[Quoted passage]

┄┄┄┄┄┄┄┄┄┄┄┄┄┄┄┄┄┄┄┄

All others get a free pass from me. I’ve developed a system to relocate bugs that have found their way into my house. It involves a glass and a stiff piece of paper, like a greeting card. It’s actually worked very well.

So yesterday I was into my morning routine, like most every morning. I’d gotten up early, made coffee and was at my computer working. After a couple of hours I needed to grab a shower and head to my office. Besides, I was cold and a warm shower sounded really good.

I headed upstairs, turned on the shower and stepped in.

There, waiting for me, nestled into a fold in the shower curtain was a spider.

A ginormous, really big, brown spider. I want to emphasize the word BIG.

Well I couldn’t relax into my shower with him watching me.

I stepped out and found my “relocation tools.”

Easy, peasy I got him into the glass.

Now I had to go back downstairs to release him.

I left the water running and dashed down in my birthday suit. A suit, I might add, that has enough years on it to have quite a few wrinkles that no amount of steaming will release.

It was the middle of the morning and I figured no one was around.

Cue the ominous, foreshadowing music.

I inched open the sliding glass door, put one foot onto the deck and released the spider. “Run free,” I said in a high, little girl voice. I think I spend too much time working alone! As I turned to head back inside, I caught sight of a face.

I looked up into the eyes of my neighbor, who had come into our yard to retrieve his son’s ball that had flown over the fence.

For that one awful embarrassing moment, he saw me. I saw him.

Really, what can one say? I opted for nothing. He did the same.

He hurried out of the yard and I dashed inside.

In an unspoken pact we agreed to never speak of this. Ever.

I was reminded of an event that had happened years ago, in my practice as a family therapist. I was at the health club, standing in front of my locker drying off. Round the corner came a young girl – a teen who was a client. She took one look at me, standing there with no clothes on and bolted. And that was long enough ago that my birthday suit was considerably less wrinkled! She didn’t keep her next appointment. Sometimes late at night when I have exhausted all of the other topics that keep me awake, I think about her.

What is it about our nakedness that is so shocking, so embarrassing, so shameful?

Come on, help me feel better. Have you had a similar experience?

┄┄┄┄┄┄┄┄┄┄┄┄┄┄┄┄┄┄┄┄

[Dataset records]
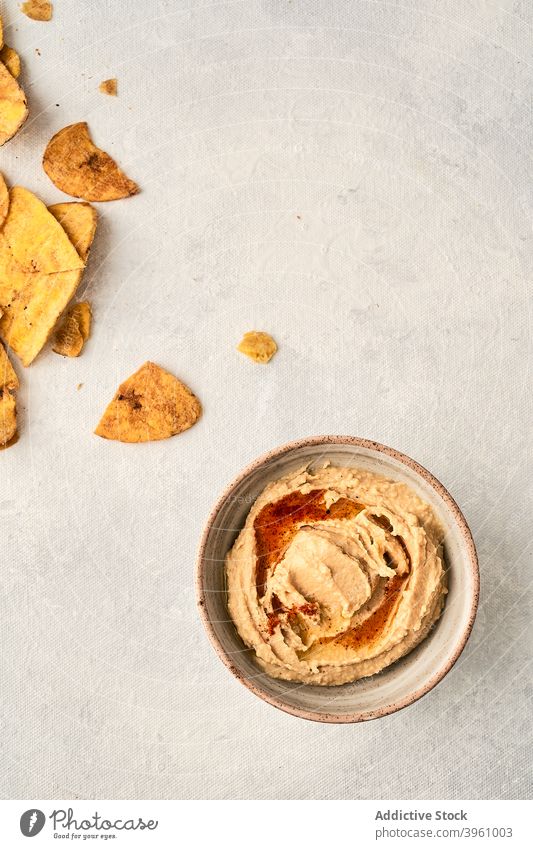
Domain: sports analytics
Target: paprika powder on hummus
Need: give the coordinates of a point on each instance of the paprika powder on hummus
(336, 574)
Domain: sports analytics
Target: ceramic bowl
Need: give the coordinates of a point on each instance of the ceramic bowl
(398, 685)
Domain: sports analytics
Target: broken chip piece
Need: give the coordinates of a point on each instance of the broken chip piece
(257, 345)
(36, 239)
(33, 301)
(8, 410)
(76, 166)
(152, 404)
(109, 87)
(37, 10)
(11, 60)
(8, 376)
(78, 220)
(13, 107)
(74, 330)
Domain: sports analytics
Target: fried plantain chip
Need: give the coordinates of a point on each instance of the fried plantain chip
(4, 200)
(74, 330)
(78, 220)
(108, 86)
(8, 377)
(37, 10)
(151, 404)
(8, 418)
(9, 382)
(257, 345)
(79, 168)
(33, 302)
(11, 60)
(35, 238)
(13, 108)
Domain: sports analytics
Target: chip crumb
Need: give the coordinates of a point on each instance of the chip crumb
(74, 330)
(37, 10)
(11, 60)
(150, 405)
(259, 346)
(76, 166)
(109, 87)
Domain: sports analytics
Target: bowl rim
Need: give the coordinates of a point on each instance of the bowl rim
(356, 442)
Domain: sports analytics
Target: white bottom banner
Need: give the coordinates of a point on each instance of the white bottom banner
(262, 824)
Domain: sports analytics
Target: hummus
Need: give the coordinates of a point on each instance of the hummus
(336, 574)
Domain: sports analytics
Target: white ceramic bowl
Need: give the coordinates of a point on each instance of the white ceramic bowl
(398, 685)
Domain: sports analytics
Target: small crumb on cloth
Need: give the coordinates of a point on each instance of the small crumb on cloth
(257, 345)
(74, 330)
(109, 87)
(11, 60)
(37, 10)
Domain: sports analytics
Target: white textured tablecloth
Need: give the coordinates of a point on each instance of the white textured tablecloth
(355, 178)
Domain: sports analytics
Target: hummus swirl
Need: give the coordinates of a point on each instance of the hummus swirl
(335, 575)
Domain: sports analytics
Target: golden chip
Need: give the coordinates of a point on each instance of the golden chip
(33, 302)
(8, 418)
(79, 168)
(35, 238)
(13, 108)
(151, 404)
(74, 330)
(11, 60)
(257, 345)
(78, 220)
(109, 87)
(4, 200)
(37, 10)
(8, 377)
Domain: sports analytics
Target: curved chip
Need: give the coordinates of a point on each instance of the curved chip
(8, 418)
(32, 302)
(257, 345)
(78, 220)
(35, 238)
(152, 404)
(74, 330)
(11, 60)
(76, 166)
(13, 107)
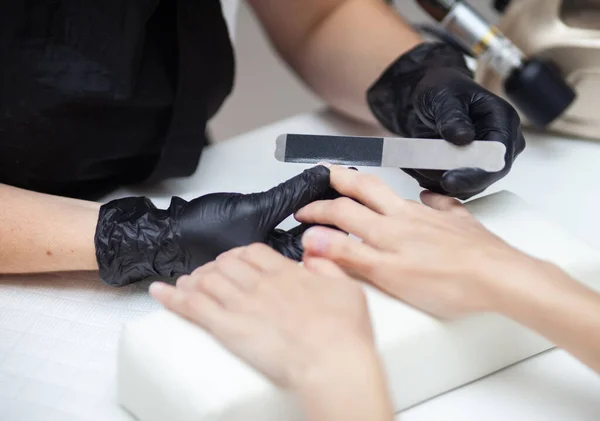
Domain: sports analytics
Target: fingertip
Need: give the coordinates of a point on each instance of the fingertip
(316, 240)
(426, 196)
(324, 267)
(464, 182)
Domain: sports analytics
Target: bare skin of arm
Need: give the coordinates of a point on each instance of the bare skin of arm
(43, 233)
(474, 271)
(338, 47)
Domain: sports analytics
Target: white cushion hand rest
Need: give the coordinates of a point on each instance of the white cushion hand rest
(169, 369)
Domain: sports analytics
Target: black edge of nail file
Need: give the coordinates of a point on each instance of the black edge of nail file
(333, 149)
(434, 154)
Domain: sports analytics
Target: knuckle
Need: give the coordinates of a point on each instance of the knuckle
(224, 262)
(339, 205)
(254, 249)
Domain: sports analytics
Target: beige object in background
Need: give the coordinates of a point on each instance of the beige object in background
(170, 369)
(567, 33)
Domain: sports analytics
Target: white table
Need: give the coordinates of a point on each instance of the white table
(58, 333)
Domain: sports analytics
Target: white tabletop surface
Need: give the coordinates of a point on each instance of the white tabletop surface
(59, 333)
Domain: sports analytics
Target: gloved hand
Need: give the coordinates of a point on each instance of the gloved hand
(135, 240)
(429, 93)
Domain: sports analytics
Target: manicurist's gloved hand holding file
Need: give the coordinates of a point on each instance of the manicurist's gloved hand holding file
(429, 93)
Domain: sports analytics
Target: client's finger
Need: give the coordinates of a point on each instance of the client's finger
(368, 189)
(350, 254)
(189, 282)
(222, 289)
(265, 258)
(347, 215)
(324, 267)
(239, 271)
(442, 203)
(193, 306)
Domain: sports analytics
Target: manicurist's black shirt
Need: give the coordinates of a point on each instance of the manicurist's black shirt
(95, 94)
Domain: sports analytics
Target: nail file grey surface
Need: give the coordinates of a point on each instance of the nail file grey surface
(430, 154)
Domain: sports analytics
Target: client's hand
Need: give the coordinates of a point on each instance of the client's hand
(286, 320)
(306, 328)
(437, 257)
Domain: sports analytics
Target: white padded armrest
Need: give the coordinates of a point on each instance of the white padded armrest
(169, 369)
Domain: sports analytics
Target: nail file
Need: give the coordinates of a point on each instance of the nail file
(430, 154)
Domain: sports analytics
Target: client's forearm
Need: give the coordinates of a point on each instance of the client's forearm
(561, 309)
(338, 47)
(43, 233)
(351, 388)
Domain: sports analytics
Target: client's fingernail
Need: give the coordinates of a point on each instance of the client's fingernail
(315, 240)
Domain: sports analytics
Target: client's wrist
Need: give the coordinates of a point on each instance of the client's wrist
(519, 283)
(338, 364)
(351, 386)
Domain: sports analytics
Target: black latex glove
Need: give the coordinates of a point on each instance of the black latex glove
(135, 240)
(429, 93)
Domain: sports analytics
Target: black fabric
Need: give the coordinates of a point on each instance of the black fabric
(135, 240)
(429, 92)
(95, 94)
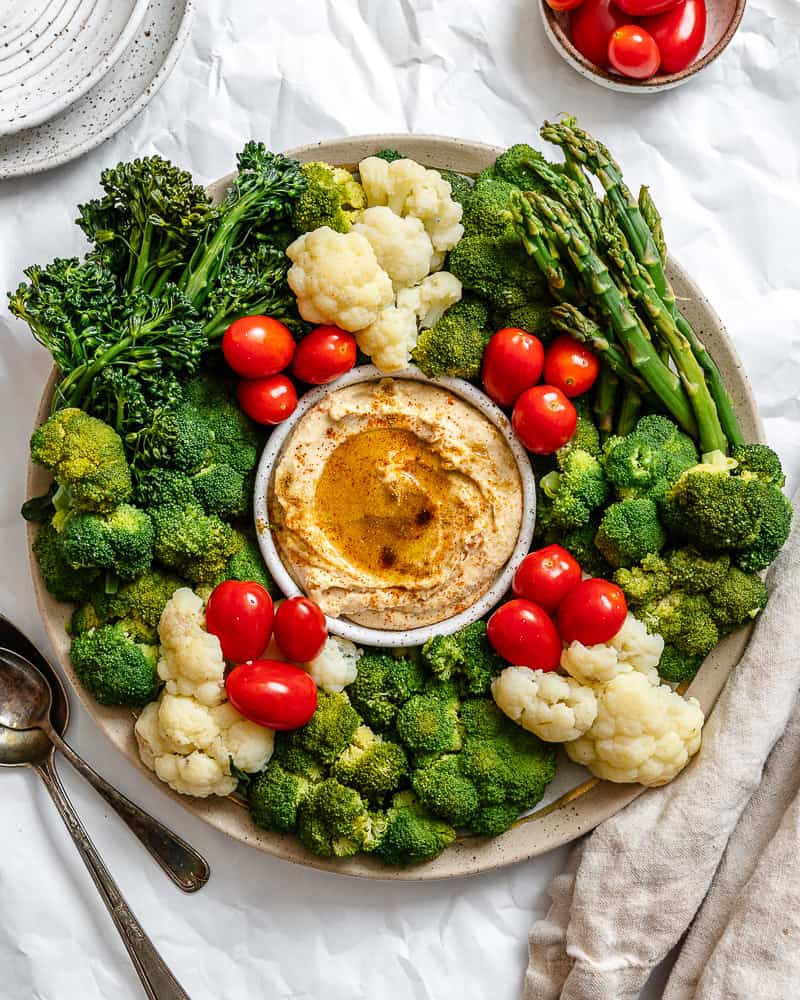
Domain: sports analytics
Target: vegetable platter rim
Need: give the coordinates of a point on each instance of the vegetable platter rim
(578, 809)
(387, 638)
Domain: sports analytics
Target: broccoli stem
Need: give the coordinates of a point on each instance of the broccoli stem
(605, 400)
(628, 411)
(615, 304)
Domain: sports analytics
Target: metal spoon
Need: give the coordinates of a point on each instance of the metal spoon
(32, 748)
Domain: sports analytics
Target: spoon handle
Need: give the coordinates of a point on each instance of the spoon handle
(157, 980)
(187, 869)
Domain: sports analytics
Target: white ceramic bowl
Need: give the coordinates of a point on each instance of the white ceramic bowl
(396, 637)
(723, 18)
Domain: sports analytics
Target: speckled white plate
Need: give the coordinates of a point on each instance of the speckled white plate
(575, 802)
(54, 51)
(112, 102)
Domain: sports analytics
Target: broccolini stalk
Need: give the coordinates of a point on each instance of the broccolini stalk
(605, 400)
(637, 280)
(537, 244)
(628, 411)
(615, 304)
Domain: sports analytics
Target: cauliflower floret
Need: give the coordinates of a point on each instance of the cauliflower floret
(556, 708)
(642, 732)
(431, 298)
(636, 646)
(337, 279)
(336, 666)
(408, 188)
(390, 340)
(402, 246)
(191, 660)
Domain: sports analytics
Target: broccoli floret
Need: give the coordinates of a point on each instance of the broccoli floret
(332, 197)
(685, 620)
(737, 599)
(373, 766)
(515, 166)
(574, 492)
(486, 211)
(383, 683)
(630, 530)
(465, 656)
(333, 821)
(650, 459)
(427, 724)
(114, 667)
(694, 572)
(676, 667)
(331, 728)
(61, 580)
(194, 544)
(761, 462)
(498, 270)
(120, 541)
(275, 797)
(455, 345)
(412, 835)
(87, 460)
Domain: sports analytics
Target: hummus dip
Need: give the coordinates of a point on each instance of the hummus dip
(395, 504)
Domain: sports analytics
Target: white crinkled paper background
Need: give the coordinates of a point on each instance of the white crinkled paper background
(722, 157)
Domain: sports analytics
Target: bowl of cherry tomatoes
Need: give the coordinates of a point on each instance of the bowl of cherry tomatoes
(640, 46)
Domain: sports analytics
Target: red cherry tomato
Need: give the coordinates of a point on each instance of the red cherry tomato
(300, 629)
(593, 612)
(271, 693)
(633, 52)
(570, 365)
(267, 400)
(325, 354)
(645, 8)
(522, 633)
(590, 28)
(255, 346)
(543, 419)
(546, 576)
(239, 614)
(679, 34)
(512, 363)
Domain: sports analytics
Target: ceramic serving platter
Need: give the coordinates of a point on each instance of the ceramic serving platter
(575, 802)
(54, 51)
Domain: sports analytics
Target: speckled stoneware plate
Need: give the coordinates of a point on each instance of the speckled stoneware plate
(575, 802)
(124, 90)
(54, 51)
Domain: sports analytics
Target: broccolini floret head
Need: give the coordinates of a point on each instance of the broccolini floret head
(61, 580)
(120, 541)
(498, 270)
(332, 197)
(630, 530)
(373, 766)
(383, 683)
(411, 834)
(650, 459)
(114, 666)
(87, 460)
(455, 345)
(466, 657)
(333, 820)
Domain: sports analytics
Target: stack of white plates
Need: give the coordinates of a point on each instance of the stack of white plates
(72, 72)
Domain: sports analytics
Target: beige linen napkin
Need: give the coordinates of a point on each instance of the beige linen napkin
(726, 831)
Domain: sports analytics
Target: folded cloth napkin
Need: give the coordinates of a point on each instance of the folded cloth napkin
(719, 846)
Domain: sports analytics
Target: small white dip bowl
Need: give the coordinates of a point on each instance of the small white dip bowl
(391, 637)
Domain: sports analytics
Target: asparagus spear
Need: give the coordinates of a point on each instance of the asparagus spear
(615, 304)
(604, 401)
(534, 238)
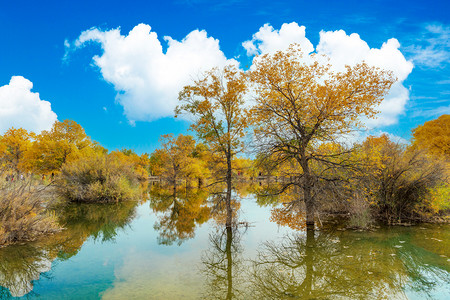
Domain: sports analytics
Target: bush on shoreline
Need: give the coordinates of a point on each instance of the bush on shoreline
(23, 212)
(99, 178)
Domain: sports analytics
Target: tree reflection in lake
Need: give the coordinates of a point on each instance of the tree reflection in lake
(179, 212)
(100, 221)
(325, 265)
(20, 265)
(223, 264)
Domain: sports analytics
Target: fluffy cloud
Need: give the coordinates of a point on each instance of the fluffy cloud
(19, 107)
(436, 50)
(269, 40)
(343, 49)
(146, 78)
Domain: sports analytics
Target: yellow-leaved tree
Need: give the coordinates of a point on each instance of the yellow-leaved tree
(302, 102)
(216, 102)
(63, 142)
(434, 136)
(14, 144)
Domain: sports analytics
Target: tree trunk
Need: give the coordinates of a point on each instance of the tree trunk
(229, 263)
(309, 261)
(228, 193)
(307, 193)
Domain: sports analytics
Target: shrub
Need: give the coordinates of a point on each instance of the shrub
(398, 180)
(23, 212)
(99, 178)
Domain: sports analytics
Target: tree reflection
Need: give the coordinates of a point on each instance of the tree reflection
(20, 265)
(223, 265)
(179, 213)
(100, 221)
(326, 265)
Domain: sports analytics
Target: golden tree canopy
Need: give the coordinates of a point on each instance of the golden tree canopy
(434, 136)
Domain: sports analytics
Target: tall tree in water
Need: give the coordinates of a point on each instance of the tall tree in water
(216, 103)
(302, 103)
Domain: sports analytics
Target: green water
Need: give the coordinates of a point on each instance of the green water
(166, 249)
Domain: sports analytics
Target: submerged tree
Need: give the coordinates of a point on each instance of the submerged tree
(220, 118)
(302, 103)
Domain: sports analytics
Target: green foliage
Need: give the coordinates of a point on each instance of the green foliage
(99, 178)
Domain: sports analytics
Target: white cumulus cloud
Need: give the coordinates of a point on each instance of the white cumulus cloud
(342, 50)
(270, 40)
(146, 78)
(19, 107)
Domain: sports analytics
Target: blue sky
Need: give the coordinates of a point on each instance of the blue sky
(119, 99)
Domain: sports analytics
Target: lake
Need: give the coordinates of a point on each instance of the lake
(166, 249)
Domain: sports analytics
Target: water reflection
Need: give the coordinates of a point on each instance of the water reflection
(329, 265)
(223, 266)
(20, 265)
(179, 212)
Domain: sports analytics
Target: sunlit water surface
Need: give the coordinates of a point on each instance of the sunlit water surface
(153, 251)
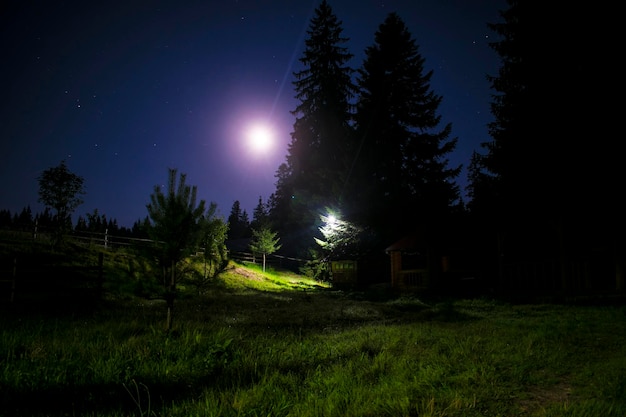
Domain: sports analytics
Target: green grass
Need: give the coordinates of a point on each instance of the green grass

┄┄┄┄┄┄┄┄┄┄┄┄┄┄┄┄┄┄┄┄

[Tasks]
a – Answer these about the spider story:
(i) What two items make up the bug-relocation system?
(ii) Where was the spider when the narrator first saw it?
(iii) Why had the neighbor come into the yard?
b – Reproduce a passage from the spider story word for word, beginning at the words "I headed upstairs, turned" and stopping after "him watching me.".
The records are separate material, unrelated to the spider story.

[Problem solutions]
a –
(i) A glass and a stiff piece of paper, like a greeting card.
(ii) Nestled into a fold in the shower curtain.
(iii) To retrieve his son's ball, which had flown over the fence.

b –
I headed upstairs, turned on the shower and stepped in.

There, waiting for me, nestled into a fold in the shower curtain was a spider.

A ginormous, really big, brown spider. I want to emphasize the word BIG.

Well I couldn’t relax into my shower with him watching me.